[Contour annotation records]
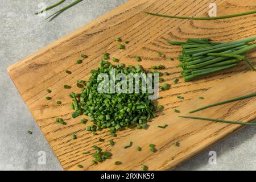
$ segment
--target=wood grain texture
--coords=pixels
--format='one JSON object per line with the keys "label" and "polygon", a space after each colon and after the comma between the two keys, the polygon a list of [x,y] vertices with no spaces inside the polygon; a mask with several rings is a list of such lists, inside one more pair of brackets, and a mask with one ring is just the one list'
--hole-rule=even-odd
{"label": "wood grain texture", "polygon": [[[168,61],[158,57],[158,52],[162,52],[166,57],[177,57],[181,48],[169,45],[170,40],[183,41],[189,38],[208,37],[227,42],[255,36],[255,15],[204,21],[152,16],[142,12],[207,16],[209,3],[213,2],[218,5],[218,15],[256,9],[254,0],[130,1],[8,68],[20,95],[64,169],[139,170],[142,164],[148,166],[150,170],[172,169],[241,127],[178,118],[179,114],[174,110],[177,109],[181,111],[180,114],[186,115],[188,111],[199,107],[255,92],[256,73],[245,63],[212,74],[205,79],[184,82],[180,75],[180,69],[177,68],[178,60]],[[117,48],[118,43],[114,41],[117,37],[130,42],[125,50]],[[86,125],[80,124],[79,121],[83,116],[72,119],[72,111],[69,109],[72,102],[68,97],[69,93],[80,90],[75,86],[76,80],[89,78],[90,70],[98,67],[104,52],[127,64],[137,65],[135,57],[139,56],[142,60],[139,64],[144,68],[150,69],[152,65],[163,64],[166,67],[164,71],[171,73],[163,78],[165,82],[171,84],[171,88],[160,91],[160,96],[164,98],[157,101],[164,106],[164,110],[152,120],[147,130],[126,129],[118,132],[117,137],[114,138],[114,146],[109,144],[112,137],[108,130],[93,136],[85,131],[89,122]],[[89,57],[82,64],[77,64],[76,60],[80,59],[81,53]],[[255,66],[256,53],[250,53],[249,58]],[[67,74],[67,69],[72,74]],[[172,83],[174,78],[180,78],[176,84]],[[72,89],[63,89],[64,84],[72,85]],[[52,90],[52,93],[47,94],[46,88]],[[177,98],[177,95],[185,99]],[[52,100],[46,101],[46,96],[52,97]],[[205,99],[200,100],[200,96]],[[56,105],[57,100],[61,101],[62,104]],[[251,98],[191,115],[248,122],[255,118],[255,107],[256,98]],[[56,117],[63,118],[67,125],[57,123]],[[164,130],[157,127],[164,124],[168,125]],[[73,133],[77,134],[77,139],[72,139]],[[104,138],[106,142],[98,142],[99,138]],[[133,147],[123,149],[130,141],[133,142]],[[180,143],[179,147],[174,146],[175,141]],[[150,143],[156,144],[156,152],[150,151]],[[82,155],[82,152],[93,152],[92,146],[96,144],[111,152],[112,159],[93,165],[90,154]],[[142,151],[137,151],[136,146],[141,147]],[[114,165],[116,160],[121,161],[123,164]],[[84,168],[77,168],[79,164]]]}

§ GIVEN TASK
Please rewrite the data above, replacing "even-odd" with "nonzero" and changing nothing else. Leave the pictures out.

§ WRITTEN RESPONSE
$ segment
--target=wood grain texture
--coords=pixels
--format='one JSON object per line with the keys "label" and "polygon", a space after each colon and after the comma between the two keys, the polygon a list of [x,y] vertices with no spaces inside the polygon; a mask with several rings is a list of such lists, inside one more pair of brackets, and a mask with one ring is just the one list'
--hole-rule=nonzero
{"label": "wood grain texture", "polygon": [[[168,61],[158,57],[158,52],[162,52],[166,57],[177,57],[181,48],[169,45],[170,40],[183,41],[189,38],[208,37],[227,42],[255,36],[255,15],[204,21],[152,16],[142,12],[207,16],[209,3],[213,2],[218,5],[218,15],[256,9],[254,0],[130,1],[8,68],[20,95],[64,169],[139,170],[142,164],[148,166],[150,170],[172,169],[241,127],[178,118],[179,114],[174,110],[177,109],[181,111],[180,114],[186,115],[188,111],[199,107],[255,92],[256,73],[245,63],[212,74],[205,79],[184,82],[180,75],[180,69],[177,68],[178,60]],[[117,48],[118,43],[114,41],[117,37],[130,42],[125,50]],[[86,125],[80,124],[79,121],[83,116],[72,119],[72,111],[69,109],[72,102],[68,97],[69,93],[80,90],[75,86],[76,80],[89,78],[90,70],[98,67],[104,52],[127,64],[137,65],[135,57],[139,56],[142,60],[139,64],[144,68],[150,69],[152,65],[163,64],[166,67],[164,71],[171,73],[163,78],[165,82],[171,84],[171,88],[160,91],[160,96],[164,98],[157,101],[164,106],[164,110],[152,120],[147,130],[126,129],[118,132],[117,137],[114,138],[114,146],[109,144],[112,137],[108,130],[93,136],[85,131],[89,122]],[[89,57],[82,64],[77,64],[76,60],[80,59],[81,53]],[[255,66],[256,53],[250,53],[249,58]],[[67,74],[67,69],[72,74]],[[172,83],[174,78],[180,78],[176,84]],[[72,89],[63,89],[64,84],[72,85]],[[52,90],[52,93],[47,94],[46,88]],[[177,98],[177,95],[185,99]],[[52,100],[46,101],[46,96],[52,97]],[[205,99],[200,100],[200,96]],[[56,105],[57,100],[61,101],[62,104]],[[251,98],[191,115],[248,122],[255,118],[255,107],[256,98]],[[56,117],[63,118],[67,125],[57,123]],[[164,130],[157,127],[164,124],[168,125]],[[73,133],[77,134],[77,139],[72,139]],[[104,138],[106,142],[98,142],[99,138]],[[133,147],[123,149],[130,141],[133,142]],[[180,143],[179,147],[174,146],[175,141]],[[150,143],[156,144],[156,152],[150,151]],[[82,155],[82,152],[93,152],[92,146],[96,144],[111,152],[112,159],[93,165],[90,154]],[[142,151],[137,151],[136,146],[141,147]],[[114,165],[116,160],[121,161],[123,164]],[[84,168],[77,168],[79,164]]]}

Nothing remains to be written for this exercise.